About this task> Please copy the forum thread about an imagined Aurora Jupiter 2 model kit in full, word for word.

Selected text>

# What if Aurora made the Jupiter 2?



## toyroy (Jul 17, 2005)

The letters to Aurora thread got me speculating about what an Aurora Jupiter 2 kit would have been like, if the Aurora guys had liked the Jupiter 2. 

I think it would have been 8"-10" in diameter, molded in silver grey, with only upper level interior detail. And, no landing gear. But, some pretty cool box art, and a display accessory, in the form of a crashsite-style hatch ramp, with the _Lost in Space_ logo on it. $1.00, at your local hobby shop. Also available as a cereal premium, for two box tops, and $.50.


----------



## xsavoie (Jun 29, 1999)

Probably more than $1.00 if interior details would have been added.Most likely the same price as the Spindrift or Moonbus.This kit would have deserved great detailing and Aurora would probably have aimed that way.I can't understand why Aurora never released it,judging by the popularity of that show and the reruns.


----------



## scotpens (Sep 6, 2003)

I think they would have gone with the option of building the model with retracted or extended landing legs. Working retractable gear would probably have been too complicated for a small-scale kit. And it would have had a single-level interior — Polar Lights shouldn't have tried to squeeze the lower-level living quarters into their 12" Jupiter 2, IMO. That space could only be used by midgets!

Provided data>
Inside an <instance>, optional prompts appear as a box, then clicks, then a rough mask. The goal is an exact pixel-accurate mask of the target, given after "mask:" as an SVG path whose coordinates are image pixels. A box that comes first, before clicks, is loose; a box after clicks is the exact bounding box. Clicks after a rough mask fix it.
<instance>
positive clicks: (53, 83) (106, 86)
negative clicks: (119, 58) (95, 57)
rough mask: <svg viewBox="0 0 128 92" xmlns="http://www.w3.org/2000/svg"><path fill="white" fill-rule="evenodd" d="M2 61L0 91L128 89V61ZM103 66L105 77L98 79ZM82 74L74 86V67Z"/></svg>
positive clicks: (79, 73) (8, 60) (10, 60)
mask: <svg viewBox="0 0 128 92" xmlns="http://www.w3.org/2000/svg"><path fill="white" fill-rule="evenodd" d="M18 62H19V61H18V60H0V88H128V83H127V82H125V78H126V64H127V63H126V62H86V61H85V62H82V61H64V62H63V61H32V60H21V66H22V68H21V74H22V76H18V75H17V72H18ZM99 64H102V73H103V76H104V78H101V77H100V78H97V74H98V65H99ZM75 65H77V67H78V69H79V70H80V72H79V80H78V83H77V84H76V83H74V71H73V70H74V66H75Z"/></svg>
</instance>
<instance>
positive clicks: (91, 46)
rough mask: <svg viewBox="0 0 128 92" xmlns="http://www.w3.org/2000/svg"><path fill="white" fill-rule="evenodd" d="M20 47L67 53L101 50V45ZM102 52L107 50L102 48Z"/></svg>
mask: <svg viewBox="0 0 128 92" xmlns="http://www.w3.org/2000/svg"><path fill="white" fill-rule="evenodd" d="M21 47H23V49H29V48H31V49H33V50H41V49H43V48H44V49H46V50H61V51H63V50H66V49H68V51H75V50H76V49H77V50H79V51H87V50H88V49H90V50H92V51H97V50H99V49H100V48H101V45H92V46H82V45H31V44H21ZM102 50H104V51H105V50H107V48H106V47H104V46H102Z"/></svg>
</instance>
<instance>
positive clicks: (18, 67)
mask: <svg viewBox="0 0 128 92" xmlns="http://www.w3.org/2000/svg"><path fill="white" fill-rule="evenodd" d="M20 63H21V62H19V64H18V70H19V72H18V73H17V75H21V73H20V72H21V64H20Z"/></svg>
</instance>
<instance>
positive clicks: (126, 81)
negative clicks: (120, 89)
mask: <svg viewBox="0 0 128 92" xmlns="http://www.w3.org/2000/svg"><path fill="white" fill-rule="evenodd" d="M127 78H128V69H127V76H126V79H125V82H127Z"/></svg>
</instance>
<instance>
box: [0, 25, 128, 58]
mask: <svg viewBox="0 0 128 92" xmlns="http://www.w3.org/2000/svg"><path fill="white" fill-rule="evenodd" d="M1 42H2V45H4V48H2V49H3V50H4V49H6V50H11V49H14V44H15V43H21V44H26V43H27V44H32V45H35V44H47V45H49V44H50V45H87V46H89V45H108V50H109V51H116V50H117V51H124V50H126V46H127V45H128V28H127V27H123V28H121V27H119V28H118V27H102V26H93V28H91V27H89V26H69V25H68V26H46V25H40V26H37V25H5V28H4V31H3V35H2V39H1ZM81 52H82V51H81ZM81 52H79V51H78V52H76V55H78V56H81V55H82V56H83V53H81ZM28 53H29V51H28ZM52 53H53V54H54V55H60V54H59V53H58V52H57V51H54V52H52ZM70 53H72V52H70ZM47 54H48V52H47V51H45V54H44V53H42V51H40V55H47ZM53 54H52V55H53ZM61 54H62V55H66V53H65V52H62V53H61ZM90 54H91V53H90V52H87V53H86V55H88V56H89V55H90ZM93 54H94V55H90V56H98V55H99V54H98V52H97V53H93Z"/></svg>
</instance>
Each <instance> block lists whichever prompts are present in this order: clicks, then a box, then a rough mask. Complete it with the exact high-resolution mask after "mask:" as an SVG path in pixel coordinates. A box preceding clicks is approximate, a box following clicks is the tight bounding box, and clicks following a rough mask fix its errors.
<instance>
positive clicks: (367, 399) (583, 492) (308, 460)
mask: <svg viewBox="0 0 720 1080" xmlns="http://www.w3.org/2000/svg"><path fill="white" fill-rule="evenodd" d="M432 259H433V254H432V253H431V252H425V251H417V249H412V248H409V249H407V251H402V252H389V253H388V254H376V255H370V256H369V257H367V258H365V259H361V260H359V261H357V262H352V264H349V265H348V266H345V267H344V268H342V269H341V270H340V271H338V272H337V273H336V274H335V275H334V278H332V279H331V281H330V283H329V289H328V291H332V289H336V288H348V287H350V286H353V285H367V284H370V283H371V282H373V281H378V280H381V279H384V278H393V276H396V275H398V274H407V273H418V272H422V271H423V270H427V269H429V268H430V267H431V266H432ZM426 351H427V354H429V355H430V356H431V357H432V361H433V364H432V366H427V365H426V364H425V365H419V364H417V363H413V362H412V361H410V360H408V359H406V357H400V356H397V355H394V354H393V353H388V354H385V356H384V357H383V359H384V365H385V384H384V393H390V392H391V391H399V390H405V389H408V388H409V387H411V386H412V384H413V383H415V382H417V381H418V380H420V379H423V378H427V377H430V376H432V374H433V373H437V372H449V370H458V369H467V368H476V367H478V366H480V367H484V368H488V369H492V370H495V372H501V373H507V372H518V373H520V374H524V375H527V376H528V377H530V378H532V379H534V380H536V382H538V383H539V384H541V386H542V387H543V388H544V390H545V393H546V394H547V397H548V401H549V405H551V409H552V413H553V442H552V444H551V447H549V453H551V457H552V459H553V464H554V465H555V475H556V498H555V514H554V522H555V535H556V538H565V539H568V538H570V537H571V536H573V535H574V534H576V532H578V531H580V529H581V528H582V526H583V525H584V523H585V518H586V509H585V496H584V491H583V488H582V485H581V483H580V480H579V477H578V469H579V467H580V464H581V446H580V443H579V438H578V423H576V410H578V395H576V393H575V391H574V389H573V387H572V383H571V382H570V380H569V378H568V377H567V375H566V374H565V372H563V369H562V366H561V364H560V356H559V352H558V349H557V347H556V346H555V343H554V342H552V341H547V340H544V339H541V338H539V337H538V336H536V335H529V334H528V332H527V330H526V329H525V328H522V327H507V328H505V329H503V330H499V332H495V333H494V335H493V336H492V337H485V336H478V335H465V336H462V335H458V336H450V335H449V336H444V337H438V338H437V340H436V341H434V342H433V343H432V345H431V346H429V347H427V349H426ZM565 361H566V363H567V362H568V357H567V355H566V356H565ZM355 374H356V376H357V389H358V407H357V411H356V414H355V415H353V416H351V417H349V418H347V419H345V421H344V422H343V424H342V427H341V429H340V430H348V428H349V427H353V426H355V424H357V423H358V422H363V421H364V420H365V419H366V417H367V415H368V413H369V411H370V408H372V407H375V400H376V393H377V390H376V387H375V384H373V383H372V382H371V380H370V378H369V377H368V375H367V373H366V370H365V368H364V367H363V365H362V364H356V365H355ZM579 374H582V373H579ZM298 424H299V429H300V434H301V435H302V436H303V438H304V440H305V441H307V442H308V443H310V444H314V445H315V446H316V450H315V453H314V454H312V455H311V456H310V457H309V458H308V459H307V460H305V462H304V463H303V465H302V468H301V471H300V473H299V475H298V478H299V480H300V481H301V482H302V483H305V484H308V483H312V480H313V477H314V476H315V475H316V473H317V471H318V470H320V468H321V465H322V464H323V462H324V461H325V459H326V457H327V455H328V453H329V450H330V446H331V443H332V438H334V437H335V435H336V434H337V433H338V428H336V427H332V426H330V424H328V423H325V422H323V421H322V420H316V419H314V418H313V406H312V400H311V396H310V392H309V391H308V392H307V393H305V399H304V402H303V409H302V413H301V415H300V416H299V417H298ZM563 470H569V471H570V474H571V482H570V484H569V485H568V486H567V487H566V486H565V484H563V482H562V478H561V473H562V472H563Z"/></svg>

Finished task>
# What if Aurora made the Jupiter 2?



## toyroy (Jul 17, 2005)

The letters to Aurora thread got me speculating about what an Aurora Jupiter 2 kit would have been like, if the Aurora guys had liked the Jupiter 2. 

I think it would have been 8"-10" in diameter, molded in silver grey, with only upper level interior detail. And, no landing gear. But, some pretty cool box art, and a display accessory, in the form of a crashsite-style hatch ramp, with the _Lost in Space_ logo on it. $1.00, at your local hobby shop. Also available as a cereal premium, for two box tops, and $.50.


----------



## xsavoie (Jun 29, 1999)

Probably more than $1.00 if interior details would have been added.Most likely the same price as the Spindrift or Moonbus.This kit would have deserved great detailing and Aurora would probably have aimed that way.I can't understand why Aurora never released it,judging by the popularity of that show and the reruns.


----------



## scotpens (Sep 6, 2003)

I think they would have gone with the option of building the model with retracted or extended landing legs. Working retractable gear would probably have been too complicated for a small-scale kit. And it would have had a single-level interior — Polar Lights shouldn't have tried to squeeze the lower-level living quarters into their 12" Jupiter 2, IMO. That space could only be used by midgets!